Location labeling records
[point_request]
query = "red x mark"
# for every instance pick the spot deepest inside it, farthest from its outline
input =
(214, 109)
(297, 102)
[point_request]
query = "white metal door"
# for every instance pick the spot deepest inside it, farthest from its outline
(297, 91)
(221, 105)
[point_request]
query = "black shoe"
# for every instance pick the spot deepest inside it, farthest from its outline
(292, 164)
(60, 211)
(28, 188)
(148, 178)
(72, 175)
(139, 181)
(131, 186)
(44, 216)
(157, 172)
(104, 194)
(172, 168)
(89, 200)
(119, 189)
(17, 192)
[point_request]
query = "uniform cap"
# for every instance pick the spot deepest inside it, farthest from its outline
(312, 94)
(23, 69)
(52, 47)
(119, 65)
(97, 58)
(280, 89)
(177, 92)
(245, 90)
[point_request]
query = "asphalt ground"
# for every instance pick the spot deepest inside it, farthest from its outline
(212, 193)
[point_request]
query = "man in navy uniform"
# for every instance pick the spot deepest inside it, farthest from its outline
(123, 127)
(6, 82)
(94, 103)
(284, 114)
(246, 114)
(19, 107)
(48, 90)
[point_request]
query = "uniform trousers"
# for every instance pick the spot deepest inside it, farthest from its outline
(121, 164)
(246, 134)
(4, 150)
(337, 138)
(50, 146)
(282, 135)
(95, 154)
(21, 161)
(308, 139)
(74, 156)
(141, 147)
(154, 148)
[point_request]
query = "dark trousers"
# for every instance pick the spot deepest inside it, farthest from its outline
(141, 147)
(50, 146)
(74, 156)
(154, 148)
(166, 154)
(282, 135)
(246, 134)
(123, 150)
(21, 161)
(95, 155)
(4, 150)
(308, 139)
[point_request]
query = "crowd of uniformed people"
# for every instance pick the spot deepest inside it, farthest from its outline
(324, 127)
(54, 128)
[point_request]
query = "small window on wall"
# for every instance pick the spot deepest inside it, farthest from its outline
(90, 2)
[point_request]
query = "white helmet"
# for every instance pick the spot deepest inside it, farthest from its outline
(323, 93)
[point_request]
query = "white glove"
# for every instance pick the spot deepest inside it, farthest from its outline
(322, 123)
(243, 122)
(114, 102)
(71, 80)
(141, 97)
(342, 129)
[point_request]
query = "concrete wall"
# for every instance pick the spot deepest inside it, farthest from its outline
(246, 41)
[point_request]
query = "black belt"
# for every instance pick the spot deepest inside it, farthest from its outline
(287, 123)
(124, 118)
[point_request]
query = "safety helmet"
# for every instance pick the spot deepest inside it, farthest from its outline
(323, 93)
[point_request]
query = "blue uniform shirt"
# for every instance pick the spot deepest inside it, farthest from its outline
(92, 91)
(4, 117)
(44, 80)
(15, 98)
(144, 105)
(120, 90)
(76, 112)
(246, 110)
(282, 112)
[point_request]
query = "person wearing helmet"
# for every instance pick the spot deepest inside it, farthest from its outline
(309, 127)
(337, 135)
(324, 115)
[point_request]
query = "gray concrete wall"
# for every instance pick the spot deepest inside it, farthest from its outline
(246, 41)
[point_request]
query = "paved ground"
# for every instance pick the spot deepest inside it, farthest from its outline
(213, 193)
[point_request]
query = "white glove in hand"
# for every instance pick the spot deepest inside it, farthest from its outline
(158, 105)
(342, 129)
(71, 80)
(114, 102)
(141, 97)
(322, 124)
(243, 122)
* * *
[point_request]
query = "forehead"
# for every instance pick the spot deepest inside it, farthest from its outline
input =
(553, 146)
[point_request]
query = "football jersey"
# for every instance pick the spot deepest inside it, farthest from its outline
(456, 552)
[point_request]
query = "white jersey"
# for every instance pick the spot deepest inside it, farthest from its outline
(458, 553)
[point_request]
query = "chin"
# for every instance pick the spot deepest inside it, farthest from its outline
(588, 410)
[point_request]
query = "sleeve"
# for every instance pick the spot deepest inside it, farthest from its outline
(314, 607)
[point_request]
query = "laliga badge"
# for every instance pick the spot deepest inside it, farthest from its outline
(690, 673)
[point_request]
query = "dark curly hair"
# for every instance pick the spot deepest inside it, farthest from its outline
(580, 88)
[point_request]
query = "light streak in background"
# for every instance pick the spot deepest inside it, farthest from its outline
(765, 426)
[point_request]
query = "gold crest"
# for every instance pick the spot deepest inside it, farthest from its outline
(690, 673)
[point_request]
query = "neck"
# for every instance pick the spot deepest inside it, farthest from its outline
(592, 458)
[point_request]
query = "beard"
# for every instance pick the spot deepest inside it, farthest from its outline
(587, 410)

### Task to carry out:
Return each line of the rows above that contains the word "white", copying the lines verbatim.

### Answer to the exercise:
query = "white metal door"
query = "white helmet"
query = "white glove"
query = "white glove in hand"
query = "white jersey"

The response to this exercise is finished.